------ Selected passage

Synapse
Web: https://www.synapse.org (GitHub)
Token: https://www.synapse.org/#!PersonalAccessTokens:
Help forum: https://www.synapse.org/#!SynapseForum:default
CSD3 modules
As will be seen below, it is available as companion of both snakemake and Anaconda, namely,
module load ceuadmin/snakemake
# or anaconda/3.2019-10
module load ceuadmin/gatk
# or 2023.09-0
module load ceuadmin/Anaconda3
In all cases, a configure file ~/.synapseConfig can be used with the following specifications,
[authentication]
username=<user name>
password=<password>
[endpoints]
repoEndpoint=https://repo-prod.prod.sagebase.org/repo/v1
authEndpoint=https://repo-prod.prod.sagebase.org/auth/v1
fileHandleEndpoint=https://repo-prod.prod.sagebase.org/file/v1
which does away with -u -p options (see below).
Synapse also accepts token, e.g., export SYNAPSE_AUTH_TOKEN=$(cat ~/doc/ukb-ppp-download).
1. Miniconda
1.1 Python packages
module load ceuadmin/snakemake
conda install --prefix ${CEUADMIN}/snakemake/7.19.1 -c conda-forge requests[version='<3'] pandas[version='<1.5'] pysftp jinja2 markupsafe
pip install synapseclient
pip install synapse
where we borrow the setup for snakemake to save space. Whenever appropriate, the synapseclient
can be upgraded.
pip install --upgrade synapseclient
e.g.,
UPGRADE AVAILABLE
A more recent version of the Synapse Client (3.2.0) is available. Your version (3.1.1) can be upgraded by typing:
pip install --upgrade synapseclient
Python Synapse Client version 3.2.0 release notes
https://python-docs.synapse.org/build/html/news.html
For GitHub installation, it is recommended that git clone git@github.com:Sage-Bionetworks/synapsePythonClient.git
to avoid time out.
1.2 Command-line tool
This is described pragmatically as follows.
synapse get -r syn51364943
One can specify token, synapse -p ${SYNAPSE_AUTH_TOKEN} get -r syn51364943
.
1.3 Python script
import synapseclient
import synapseutils
syn = synapseclient.Synapse()
syn.login('synapse_username','password')
files = synapseutils.syncFromSynapse(syn, 'syn51364943')
To specify token, use sys.login(authToken=)
; i.e.,
import os
token = os.environ['token']
syn.logtin(authToken=token)
2. Anaconda
2.1 Python packages
This is required for R packages synapser
and synapserutils
, so we take advantage of anaconda
as for gatk
.

------------

## Requirement a
In the Synapse notes, why does the page recommend using git clone git@github.com:Sage-Bionetworks/synapsePythonClient.git for a GitHub installation?

------ Records provided

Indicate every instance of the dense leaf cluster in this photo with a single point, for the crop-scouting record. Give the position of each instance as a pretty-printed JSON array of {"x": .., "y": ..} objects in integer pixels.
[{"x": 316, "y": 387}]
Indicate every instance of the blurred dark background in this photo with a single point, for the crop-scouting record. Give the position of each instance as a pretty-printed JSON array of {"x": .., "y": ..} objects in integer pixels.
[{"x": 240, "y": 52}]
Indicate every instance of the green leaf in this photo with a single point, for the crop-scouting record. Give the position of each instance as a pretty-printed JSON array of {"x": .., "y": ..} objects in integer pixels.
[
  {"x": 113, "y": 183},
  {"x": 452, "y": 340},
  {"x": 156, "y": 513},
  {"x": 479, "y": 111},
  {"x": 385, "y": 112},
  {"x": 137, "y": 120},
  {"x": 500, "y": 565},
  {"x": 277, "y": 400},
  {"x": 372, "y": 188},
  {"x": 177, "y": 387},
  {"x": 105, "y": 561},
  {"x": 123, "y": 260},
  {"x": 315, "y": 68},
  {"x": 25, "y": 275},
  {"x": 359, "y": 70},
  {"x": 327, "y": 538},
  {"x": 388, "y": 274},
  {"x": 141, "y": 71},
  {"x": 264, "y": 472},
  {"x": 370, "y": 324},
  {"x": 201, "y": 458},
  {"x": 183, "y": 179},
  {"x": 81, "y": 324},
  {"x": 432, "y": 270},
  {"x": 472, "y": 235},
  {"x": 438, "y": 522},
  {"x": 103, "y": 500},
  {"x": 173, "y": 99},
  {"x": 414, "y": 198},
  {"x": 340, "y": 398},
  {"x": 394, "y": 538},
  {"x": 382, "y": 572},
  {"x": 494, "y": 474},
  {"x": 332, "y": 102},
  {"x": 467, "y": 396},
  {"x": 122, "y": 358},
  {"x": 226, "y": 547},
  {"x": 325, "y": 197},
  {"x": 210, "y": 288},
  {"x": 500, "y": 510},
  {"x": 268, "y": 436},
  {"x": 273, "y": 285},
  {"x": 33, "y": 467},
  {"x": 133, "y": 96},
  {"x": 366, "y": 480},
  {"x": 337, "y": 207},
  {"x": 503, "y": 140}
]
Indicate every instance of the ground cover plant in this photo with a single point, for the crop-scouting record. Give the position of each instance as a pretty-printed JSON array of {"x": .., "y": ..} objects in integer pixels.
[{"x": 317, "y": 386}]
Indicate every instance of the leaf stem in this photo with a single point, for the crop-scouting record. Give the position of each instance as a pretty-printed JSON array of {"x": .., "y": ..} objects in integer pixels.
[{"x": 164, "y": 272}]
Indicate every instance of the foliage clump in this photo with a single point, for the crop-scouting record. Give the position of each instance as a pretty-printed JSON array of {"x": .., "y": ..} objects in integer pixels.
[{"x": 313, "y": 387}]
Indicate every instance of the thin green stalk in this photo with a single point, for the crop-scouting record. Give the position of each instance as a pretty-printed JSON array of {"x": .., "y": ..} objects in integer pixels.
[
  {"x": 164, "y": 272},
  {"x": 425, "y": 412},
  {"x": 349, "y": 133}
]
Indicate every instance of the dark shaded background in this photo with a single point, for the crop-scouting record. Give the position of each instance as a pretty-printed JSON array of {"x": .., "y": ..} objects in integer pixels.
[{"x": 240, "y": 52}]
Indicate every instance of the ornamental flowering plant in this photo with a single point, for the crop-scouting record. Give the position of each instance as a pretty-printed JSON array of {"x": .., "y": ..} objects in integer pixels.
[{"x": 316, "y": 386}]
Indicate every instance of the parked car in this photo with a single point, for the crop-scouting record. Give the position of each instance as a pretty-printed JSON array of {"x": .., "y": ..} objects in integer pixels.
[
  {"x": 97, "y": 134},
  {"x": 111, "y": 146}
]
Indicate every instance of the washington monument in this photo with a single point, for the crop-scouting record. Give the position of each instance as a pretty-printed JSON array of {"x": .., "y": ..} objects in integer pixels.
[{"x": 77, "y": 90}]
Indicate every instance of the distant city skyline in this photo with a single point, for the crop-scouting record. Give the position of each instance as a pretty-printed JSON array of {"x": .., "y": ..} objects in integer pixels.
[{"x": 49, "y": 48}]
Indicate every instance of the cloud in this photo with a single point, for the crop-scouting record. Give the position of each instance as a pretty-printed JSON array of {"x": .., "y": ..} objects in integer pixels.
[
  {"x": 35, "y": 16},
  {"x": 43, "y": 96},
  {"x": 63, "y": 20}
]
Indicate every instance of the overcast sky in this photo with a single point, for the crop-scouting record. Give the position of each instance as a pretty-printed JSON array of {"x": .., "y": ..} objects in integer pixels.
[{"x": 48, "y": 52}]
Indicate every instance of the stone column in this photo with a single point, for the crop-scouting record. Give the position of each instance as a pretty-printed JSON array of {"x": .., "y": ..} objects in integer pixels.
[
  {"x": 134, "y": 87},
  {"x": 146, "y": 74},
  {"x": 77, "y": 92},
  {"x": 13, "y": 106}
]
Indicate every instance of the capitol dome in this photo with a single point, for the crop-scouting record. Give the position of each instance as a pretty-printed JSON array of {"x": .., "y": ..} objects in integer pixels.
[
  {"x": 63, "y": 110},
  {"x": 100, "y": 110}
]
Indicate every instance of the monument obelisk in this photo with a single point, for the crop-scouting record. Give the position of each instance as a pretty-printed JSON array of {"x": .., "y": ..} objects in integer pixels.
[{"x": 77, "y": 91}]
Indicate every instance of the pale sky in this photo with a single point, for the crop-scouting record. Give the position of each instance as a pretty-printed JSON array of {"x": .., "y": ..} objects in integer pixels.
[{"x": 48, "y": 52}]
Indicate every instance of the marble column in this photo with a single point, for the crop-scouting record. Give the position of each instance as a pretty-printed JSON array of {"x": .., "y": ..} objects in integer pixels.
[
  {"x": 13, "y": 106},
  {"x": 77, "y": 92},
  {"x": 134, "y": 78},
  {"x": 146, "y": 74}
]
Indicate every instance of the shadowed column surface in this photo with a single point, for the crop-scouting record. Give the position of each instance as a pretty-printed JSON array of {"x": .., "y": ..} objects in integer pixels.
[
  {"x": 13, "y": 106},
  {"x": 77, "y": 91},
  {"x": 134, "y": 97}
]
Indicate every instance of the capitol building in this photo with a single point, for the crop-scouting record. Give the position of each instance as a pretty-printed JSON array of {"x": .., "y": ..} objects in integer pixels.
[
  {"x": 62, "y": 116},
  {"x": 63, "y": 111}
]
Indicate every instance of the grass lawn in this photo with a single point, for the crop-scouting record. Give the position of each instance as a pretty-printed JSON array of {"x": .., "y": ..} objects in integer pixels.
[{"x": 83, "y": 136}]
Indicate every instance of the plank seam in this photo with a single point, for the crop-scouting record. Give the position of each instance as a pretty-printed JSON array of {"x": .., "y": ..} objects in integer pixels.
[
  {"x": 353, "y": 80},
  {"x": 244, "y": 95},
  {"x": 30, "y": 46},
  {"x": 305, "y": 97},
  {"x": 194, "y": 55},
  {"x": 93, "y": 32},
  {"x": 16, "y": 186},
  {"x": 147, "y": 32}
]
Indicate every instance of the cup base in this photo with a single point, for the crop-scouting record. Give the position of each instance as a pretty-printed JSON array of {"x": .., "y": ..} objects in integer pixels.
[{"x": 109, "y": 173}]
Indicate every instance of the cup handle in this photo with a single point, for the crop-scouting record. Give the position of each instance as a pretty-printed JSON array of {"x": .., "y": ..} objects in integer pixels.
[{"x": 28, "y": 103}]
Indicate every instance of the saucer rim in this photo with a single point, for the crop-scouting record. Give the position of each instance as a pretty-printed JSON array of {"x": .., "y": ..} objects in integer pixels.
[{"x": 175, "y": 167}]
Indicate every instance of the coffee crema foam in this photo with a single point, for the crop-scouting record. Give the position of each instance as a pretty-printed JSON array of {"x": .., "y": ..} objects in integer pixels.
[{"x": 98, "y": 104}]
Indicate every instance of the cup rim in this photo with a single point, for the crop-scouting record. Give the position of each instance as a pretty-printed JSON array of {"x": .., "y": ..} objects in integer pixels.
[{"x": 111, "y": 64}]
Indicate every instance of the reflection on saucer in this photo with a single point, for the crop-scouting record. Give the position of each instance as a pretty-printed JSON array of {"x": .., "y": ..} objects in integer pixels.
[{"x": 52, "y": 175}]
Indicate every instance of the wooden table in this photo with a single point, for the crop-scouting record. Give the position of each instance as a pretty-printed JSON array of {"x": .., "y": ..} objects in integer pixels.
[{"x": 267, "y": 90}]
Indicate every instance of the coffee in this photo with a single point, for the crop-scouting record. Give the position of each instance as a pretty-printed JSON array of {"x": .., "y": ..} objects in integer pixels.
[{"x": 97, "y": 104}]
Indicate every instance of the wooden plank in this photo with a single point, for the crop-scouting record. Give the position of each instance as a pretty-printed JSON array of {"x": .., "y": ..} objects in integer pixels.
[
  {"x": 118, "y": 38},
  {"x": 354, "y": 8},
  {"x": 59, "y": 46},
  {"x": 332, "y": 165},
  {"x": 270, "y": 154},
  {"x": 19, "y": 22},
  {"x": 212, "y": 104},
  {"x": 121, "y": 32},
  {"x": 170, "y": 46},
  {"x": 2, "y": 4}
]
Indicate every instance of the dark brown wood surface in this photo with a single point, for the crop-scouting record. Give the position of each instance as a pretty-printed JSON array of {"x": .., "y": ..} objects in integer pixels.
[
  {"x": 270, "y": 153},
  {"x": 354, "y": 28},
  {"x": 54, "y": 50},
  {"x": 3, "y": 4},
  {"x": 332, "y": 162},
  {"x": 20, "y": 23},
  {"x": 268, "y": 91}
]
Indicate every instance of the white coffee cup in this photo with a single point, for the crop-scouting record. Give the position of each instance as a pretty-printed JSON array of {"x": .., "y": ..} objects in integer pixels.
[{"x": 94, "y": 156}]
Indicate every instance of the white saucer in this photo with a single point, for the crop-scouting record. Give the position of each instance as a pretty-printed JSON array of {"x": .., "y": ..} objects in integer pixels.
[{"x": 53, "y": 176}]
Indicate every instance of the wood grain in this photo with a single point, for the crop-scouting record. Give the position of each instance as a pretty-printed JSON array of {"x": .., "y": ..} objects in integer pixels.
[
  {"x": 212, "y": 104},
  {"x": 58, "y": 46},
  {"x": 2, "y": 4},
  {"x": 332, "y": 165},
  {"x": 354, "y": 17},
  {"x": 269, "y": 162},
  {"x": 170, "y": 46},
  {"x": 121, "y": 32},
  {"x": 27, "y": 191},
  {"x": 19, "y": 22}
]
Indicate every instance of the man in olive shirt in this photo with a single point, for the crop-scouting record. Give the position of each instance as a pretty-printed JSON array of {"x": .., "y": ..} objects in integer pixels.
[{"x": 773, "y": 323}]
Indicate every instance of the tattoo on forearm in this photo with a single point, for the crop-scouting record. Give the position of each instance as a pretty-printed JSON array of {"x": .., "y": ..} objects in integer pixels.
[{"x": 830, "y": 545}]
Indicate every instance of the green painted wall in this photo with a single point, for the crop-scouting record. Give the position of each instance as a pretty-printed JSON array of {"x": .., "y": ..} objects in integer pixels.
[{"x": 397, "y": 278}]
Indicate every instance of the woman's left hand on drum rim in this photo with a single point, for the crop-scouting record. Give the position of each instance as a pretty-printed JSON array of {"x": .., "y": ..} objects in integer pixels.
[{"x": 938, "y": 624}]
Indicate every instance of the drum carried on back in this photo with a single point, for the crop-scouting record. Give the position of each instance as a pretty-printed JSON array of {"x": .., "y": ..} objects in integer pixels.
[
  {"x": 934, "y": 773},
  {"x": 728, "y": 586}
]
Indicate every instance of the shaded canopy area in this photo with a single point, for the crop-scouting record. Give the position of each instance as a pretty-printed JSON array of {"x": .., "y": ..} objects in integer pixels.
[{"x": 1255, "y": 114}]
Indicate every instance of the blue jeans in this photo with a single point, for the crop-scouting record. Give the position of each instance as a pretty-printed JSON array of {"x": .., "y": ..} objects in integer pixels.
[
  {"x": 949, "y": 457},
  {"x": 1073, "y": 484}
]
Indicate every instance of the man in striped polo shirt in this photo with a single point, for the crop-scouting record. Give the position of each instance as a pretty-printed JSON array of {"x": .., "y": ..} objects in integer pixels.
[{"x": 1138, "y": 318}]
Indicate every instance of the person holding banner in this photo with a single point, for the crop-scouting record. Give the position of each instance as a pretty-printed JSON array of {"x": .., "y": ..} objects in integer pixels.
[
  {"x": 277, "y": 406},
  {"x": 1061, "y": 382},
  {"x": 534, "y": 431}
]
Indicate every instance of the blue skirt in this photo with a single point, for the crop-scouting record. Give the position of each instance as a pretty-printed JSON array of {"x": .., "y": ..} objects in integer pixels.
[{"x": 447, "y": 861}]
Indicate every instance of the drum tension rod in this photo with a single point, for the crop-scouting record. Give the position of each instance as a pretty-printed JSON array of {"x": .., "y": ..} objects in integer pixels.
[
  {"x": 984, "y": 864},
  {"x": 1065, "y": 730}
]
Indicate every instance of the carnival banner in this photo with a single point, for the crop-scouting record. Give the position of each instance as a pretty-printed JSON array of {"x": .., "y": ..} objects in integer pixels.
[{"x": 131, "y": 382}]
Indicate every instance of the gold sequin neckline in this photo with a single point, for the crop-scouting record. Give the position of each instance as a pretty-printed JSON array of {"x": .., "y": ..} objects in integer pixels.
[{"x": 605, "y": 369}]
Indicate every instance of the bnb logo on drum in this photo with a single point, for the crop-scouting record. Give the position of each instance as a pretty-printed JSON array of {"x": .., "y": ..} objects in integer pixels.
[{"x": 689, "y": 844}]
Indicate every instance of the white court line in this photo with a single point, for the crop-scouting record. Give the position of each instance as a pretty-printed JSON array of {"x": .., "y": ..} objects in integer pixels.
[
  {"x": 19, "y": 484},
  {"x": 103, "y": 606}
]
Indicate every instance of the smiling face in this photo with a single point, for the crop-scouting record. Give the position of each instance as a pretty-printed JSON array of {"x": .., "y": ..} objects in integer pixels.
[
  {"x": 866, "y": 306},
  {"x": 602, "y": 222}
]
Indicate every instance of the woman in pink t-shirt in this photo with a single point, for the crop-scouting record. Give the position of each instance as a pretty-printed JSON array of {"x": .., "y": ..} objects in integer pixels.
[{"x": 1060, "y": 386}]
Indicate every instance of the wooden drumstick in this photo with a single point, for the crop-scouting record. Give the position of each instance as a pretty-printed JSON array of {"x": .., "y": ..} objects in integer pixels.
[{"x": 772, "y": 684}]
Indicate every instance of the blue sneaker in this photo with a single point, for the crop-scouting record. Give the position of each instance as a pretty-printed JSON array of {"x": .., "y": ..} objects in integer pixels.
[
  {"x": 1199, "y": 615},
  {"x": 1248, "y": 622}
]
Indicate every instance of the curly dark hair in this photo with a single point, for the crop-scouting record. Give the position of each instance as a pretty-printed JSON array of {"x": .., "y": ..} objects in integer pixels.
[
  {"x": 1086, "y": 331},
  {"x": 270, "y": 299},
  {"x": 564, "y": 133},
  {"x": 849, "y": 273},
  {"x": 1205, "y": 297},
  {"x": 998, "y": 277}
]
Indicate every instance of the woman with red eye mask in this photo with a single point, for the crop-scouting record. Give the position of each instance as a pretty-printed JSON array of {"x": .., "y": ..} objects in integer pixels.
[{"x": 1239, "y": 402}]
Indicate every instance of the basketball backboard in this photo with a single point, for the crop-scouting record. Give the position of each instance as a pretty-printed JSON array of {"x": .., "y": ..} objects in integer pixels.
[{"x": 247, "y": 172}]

------------

## Requirement b
In the listing, change "backboard" to "hoop" in the lines starting at the line containing "Indicate every instance of the basketball" and ending at the end of the listing, and give only those lines with nothing else altered.

## Finished answer a
The Synapse notes recommend installing from GitHub with git clone git@github.com:Sage-Bionetworks/synapsePythonClient.git to avoid a time-out.

## Finished answer b
Indicate every instance of the basketball hoop in this photo with a single point, for the crop-scouting record. Give the position of each instance as a pretty-printed JSON array of {"x": .., "y": ..} objects in integer pixels.
[{"x": 247, "y": 172}]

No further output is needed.